#### [Ausgangstext]
::::

Für Kernsanierung und Neubau erhält das Erzbistum München und Freising neben der KfW-Förderung auch Mittel des bayerischen Innenministeriums zu Schaffung studentischen Wohnraums. Knapp zwei Millionen Euro kommen vom Freistaat. Die Gesamtkosten liegen bei rund acht Millionen Euro.
Gelebte Gemeinschaft: Beim gemeinsamen Essen und lernen in der Stockwerksküche ist das Eis bei den neuen Bewohnerinnen und Bewohnern schnell gebrochen
Statt Einsamkeit Gemeinschaft im Alltag erleben
Nicht nur das altehrwürdige Kloster-Ambiente macht das Studierendenwohnheim so besonders, sondern auch die Philosophie, die dahintersteckt: Anders als in anderen Studentenwohnanlagen, wo sich die Bewohnerinnen und Bewohner nur flüchtig kennen, soll hier auf den Stockwerken eine Gemeinschaft entstehen. Für einander da sein, solidarisch handeln, sich gegenseitig unterstützen - das soll im Wohnheim Sankt Sebastian zum ganz normalen Alltag gehören.

::::

[Auszüge aus Zeigedaten]
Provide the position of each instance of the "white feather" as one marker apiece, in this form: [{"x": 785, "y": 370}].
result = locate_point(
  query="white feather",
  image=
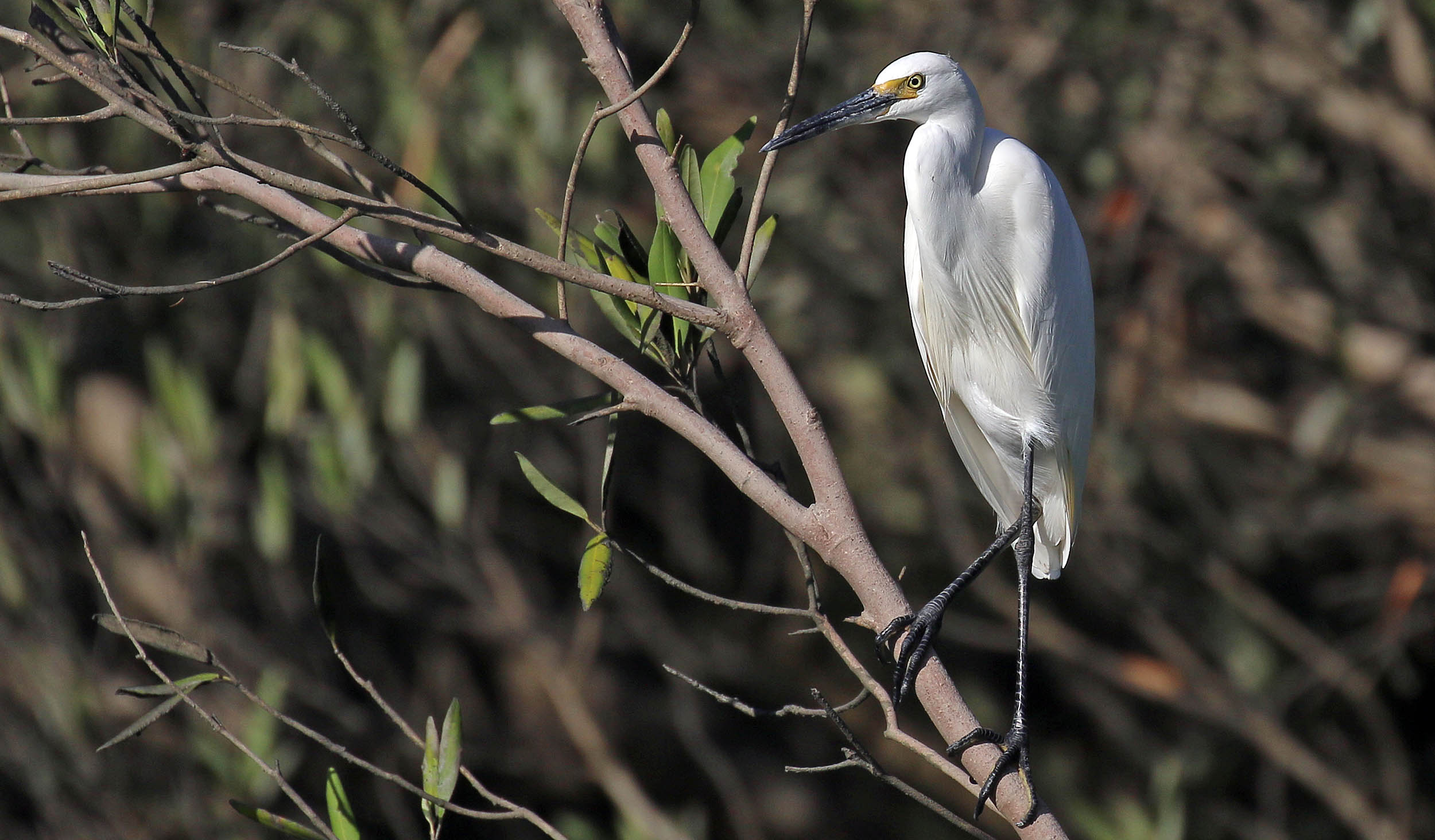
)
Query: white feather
[{"x": 1000, "y": 304}]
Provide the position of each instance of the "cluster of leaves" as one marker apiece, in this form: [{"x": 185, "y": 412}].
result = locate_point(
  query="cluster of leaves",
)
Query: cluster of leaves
[
  {"x": 670, "y": 341},
  {"x": 665, "y": 264},
  {"x": 443, "y": 749}
]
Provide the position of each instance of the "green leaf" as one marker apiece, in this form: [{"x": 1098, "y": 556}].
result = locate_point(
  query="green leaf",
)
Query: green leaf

::::

#### [Arbeitsanweisung]
Nehmen Sie den Ausgangstext über das Studierendenwohnheim Sankt Sebastian nach seinem letzten Satz wieder auf und schreiben Sie ihn weiter.

#### [Lösung]
Heimleiterin Lisa Maria Bierwirth hat Soziale Arbeit studiert und will helfen, diese Idee zu verwirklichen: „Keiner soll durchs System fallen oder an Einsamkeit leiden. Die Gemeinschaft soll ein Auffangbecken sein, zum Beispiel bei Problemen wie Prüfungsstress oder den ständig steigenden Lebenshaltungskosten!“ Bemerkenswert ist dabei, wie kleine Dinge diese Idee befördern. Denn in den Zimmern gibt es keine Kochnischen, sondern jedes Stockwerk verfügt über eine Gemeinschaftsküche. Erstsemester-Student Johannes Wagner findet das prima: „Bei uns auf der Etage hat es bisher noch keinen Abend gegeben, an dem man allein in der Küche gesessen ist und gegessen hat. Drei oder vier Leute waren immer da und haben sich unterhalten.“ Regelmäßige Stockwerkgespräche sollen es den Studierenden ermöglichen, sich in vielen Bereichen selbst zu verwalten.
Zuhause auf Zeit
Wenn in Kürze die letzten Arbeiten beendet sind, kann das Studierendenwohnheim Sankt Sebastian mit den Standards anderer moderner Anlagen mithalten. Und es hat ein besonderes Fluidum: Mit der neuen Nutzung des Klosterareals beginnt auch für die Bewohnerinnen und Bewohner etwas Neues: Sie finden alle zusammen ein Zuhause auf Zeit. Und haben die Chance, sich zu einer echten Gemeinschaft zu entwickeln.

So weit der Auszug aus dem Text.